● Directions for this task
Extract verbatim the portion of the blog post on hazel eyes between "Thursday, March 27, 2008" and "by April Holladay)", inclusive.

● Source extract

● ● ● ● ● ● ●

Thursday, March 27, 2008

resisting the kelly clarkson reference

i have hazel eyes and since i went on spring break they have changed from their winter browny to their summer greeny color. i like the greeny color better because it fluctuates shade more and has a ton of colors in it. sometimes in winter they'll get green if i wear a bright color or or something, but not too often. and usually i don't even notice.

i thought it had to do with the light around me being reflected in my eye but wasn't too sure so i googled. apparently no one else really knows, either. but here's geneticist Rick Sturm's explanation (from USA TODAY, written by April Holladay)

the bottom pic i found when i googled "hazel eyes" and shows a range of eye color that i thought was pretty.

Hazel is in the eye of the beholder; more on memory


Q: What exactly are hazel ey
es, and what color are they? Rita Lichtenburg South Africa

A: It seemed like a simple question, when I first read it. Then I went to various sources, and found no consensus.

Hmmm. This is a question for a world-renown expert.

● ● ● ● ● ● ●

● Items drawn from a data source
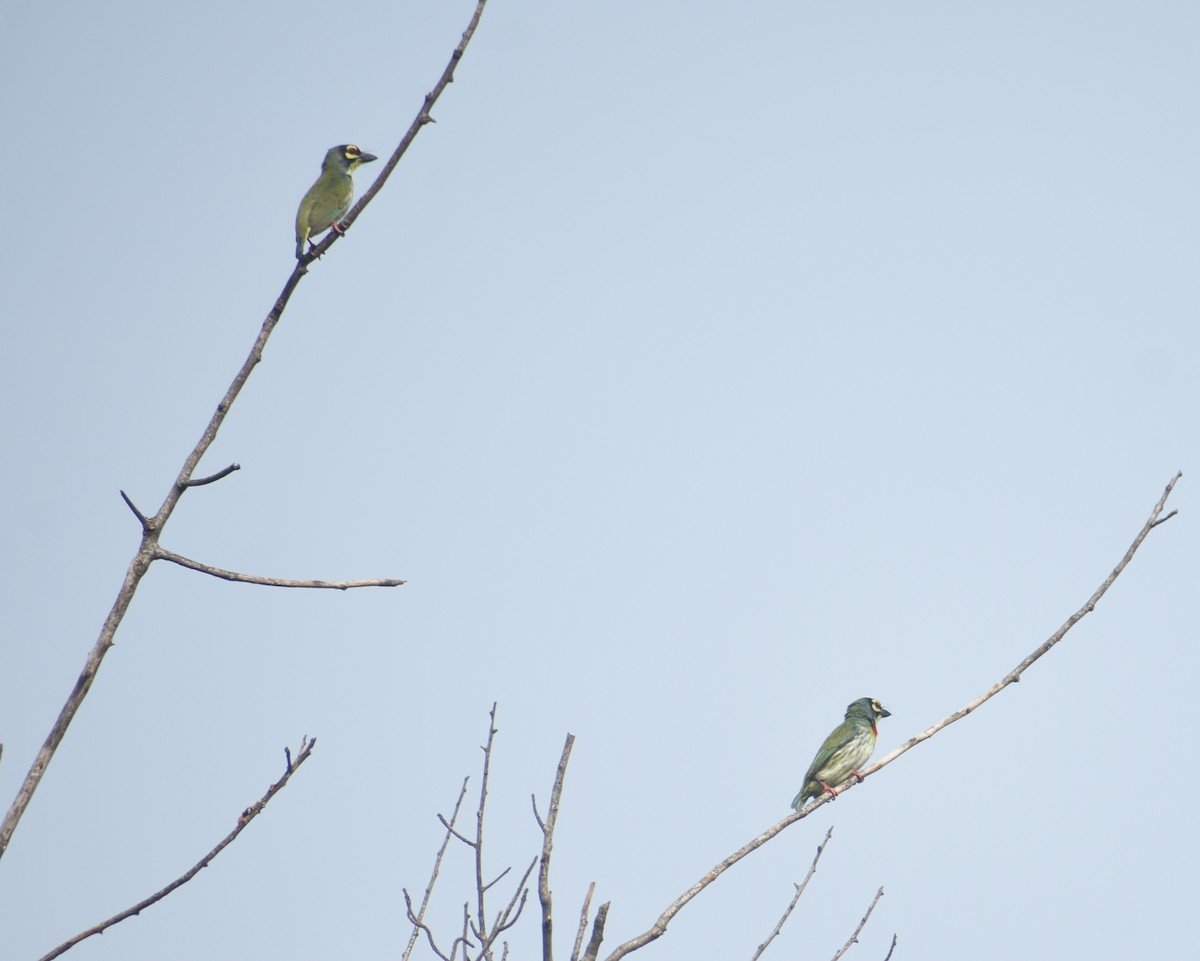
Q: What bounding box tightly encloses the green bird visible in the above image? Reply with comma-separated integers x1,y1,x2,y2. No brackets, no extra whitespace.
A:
296,144,378,260
792,697,892,811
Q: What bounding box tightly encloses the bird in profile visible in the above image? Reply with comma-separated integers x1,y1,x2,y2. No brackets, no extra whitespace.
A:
296,144,378,260
792,697,892,811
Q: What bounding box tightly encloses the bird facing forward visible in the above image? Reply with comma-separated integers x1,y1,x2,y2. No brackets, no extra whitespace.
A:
296,144,377,260
792,697,892,811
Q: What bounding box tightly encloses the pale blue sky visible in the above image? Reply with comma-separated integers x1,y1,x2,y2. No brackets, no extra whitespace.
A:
0,0,1200,961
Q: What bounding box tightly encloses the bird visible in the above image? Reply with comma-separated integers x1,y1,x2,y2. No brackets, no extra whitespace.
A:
792,697,892,811
296,144,378,260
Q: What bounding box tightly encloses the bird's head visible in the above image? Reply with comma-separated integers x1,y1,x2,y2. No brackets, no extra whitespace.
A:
324,144,378,174
846,697,892,727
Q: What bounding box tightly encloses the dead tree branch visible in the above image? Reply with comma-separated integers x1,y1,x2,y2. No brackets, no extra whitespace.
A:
532,734,573,961
40,738,317,961
400,777,470,961
750,824,833,961
154,545,404,590
829,888,895,961
595,473,1183,961
571,881,596,961
0,0,487,858
791,473,1183,806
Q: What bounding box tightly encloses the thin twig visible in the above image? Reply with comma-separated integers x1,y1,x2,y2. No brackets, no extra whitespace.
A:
118,491,152,534
571,881,596,961
792,473,1183,806
595,473,1183,961
532,734,575,961
750,824,833,961
304,0,487,262
154,546,406,590
484,864,512,891
400,888,456,961
41,737,317,961
400,777,470,961
0,0,487,858
583,901,612,961
487,858,538,944
184,464,241,487
829,888,883,961
472,701,497,959
438,815,475,847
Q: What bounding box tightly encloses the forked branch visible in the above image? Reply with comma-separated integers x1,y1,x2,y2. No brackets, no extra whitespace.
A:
0,0,487,858
595,473,1183,961
41,738,317,961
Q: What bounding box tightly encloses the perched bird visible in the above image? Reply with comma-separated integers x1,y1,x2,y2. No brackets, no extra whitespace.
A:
296,144,378,260
792,697,892,811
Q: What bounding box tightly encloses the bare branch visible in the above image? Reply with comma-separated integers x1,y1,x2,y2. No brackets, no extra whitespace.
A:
401,777,470,961
472,701,496,959
571,881,596,961
793,472,1183,806
484,864,512,891
600,473,1183,961
829,888,883,961
400,888,458,961
41,738,317,961
304,0,487,262
750,824,833,961
0,0,496,858
118,491,154,534
154,545,404,590
583,901,612,961
438,815,475,847
488,858,538,943
533,734,576,961
184,464,241,487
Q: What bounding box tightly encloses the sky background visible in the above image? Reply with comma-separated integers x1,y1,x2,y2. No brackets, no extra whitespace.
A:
0,0,1200,961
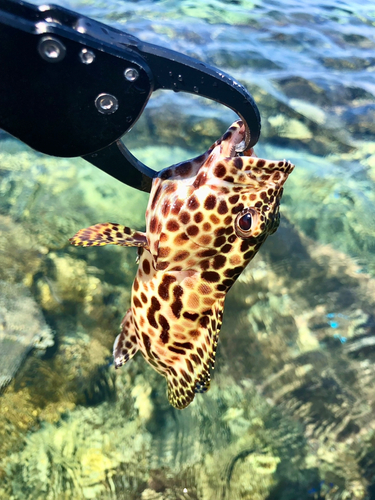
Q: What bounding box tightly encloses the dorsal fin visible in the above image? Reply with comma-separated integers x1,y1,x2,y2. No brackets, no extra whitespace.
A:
69,222,148,249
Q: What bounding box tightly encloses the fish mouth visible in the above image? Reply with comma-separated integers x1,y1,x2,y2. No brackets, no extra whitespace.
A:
225,121,255,158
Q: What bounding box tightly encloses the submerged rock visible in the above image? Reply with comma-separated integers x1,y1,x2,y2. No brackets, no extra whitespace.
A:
0,281,54,390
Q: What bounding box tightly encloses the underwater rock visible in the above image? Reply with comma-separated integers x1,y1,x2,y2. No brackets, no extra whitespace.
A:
0,404,150,500
0,281,54,390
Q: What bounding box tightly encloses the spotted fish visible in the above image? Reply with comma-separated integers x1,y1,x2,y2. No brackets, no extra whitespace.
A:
70,121,294,409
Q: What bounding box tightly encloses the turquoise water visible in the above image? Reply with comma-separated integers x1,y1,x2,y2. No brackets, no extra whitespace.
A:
0,0,375,500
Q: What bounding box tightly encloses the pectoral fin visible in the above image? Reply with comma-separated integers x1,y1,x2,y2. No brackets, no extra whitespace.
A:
113,309,138,368
69,222,148,249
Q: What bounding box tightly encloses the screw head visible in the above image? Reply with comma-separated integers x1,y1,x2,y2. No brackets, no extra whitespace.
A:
124,68,139,82
38,36,66,62
95,94,118,115
79,49,95,64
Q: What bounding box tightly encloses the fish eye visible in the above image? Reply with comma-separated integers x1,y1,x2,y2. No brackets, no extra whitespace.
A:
234,208,258,239
238,212,253,231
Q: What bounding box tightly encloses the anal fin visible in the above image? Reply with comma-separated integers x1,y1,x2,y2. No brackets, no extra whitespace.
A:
113,309,138,368
69,222,148,249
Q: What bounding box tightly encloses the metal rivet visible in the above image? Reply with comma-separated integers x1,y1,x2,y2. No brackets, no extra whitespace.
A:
124,68,139,82
95,94,118,115
79,49,95,64
38,36,66,62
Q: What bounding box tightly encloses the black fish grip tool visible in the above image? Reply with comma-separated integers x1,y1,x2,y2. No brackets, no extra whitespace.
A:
0,0,260,191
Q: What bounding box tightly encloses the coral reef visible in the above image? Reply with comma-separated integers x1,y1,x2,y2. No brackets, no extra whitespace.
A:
0,281,54,390
0,0,375,500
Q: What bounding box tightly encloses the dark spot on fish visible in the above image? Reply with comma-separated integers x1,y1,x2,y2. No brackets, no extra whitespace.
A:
202,271,220,283
204,194,216,210
168,345,186,354
158,274,177,300
182,312,199,321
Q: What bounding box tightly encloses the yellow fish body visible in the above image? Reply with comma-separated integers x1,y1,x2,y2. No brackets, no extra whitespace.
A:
70,121,294,409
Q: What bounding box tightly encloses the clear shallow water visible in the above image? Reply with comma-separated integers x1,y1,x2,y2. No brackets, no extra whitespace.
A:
0,1,375,500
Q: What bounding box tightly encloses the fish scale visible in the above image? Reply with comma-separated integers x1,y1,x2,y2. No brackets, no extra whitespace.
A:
70,121,294,409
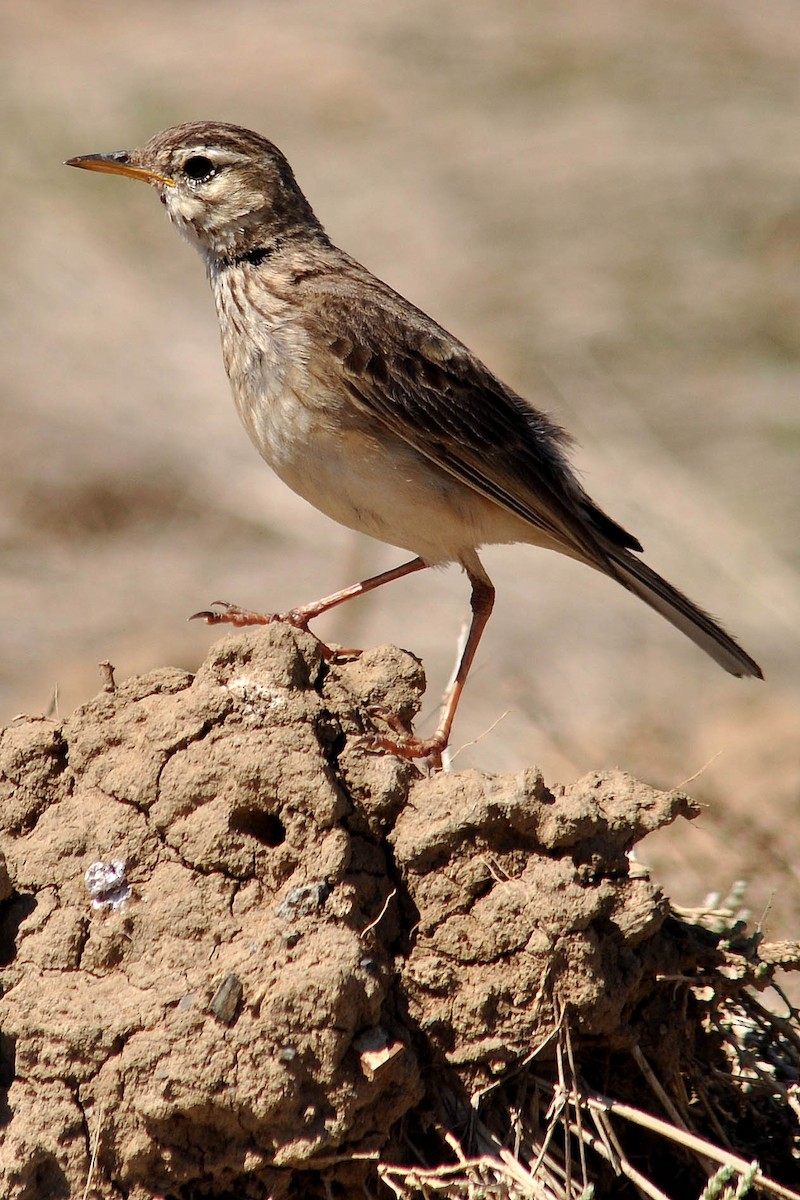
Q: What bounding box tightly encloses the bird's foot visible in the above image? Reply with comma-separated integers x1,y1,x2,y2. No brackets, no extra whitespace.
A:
359,707,447,770
188,600,362,662
188,600,283,629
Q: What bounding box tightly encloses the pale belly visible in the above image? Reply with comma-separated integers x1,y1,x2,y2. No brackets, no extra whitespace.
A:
226,357,531,563
216,278,539,563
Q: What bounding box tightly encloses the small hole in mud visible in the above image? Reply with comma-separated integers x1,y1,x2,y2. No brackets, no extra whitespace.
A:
230,809,287,846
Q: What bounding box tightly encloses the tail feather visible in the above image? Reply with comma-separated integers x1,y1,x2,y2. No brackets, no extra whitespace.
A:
606,546,764,679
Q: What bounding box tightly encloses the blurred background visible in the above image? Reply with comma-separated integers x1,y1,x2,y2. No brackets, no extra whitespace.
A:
0,0,800,936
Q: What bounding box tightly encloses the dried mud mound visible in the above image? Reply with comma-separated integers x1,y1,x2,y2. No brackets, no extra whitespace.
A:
0,625,796,1200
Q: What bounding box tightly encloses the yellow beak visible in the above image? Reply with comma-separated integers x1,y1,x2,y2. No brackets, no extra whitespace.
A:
66,150,175,187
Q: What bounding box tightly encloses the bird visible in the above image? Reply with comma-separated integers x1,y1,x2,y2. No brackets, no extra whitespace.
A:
67,121,763,766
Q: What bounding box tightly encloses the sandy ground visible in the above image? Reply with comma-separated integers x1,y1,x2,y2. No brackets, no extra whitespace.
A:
0,0,800,935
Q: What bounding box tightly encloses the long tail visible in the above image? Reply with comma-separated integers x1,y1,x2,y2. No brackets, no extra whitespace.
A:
606,545,764,679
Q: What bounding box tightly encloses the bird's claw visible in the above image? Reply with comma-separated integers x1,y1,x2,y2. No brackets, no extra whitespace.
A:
356,704,447,770
188,600,278,629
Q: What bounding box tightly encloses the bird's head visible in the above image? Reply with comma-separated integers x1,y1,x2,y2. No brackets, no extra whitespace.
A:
67,121,321,260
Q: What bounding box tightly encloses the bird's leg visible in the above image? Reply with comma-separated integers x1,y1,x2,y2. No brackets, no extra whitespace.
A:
190,558,428,658
369,563,494,768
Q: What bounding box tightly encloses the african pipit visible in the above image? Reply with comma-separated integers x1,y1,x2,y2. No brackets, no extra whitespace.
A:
70,121,762,757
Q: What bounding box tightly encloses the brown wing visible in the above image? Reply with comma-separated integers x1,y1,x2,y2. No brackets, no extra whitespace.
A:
296,260,642,575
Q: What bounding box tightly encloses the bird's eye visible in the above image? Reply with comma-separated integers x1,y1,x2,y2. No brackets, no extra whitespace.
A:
184,154,217,184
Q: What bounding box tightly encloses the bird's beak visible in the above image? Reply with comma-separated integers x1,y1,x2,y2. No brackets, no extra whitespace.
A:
65,150,175,187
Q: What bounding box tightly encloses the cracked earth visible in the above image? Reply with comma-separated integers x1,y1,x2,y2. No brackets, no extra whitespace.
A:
0,625,710,1200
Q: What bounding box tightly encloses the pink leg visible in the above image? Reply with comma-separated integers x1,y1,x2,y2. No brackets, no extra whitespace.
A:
190,558,428,629
373,564,494,767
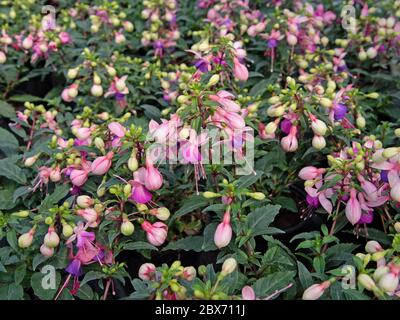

● ● ● ● ● ● ●

● Solution to this problem
Thursday, March 27, 2008

resisting the kelly clarkson reference

i have hazel eyes and since i went on spring break they have changed from their winter browny to their summer greeny color. i like the greeny color better because it fluctuates shade more and has a ton of colors in it. sometimes in winter they'll get green if i wear a bright color or or something, but not too often. and usually i don't even notice.

i thought it had to do with the light around me being reflected in my eye but wasn't too sure so i googled. apparently no one else really knows, either. but here's geneticist Rick Sturm's explanation (from USA TODAY, written by April Holladay)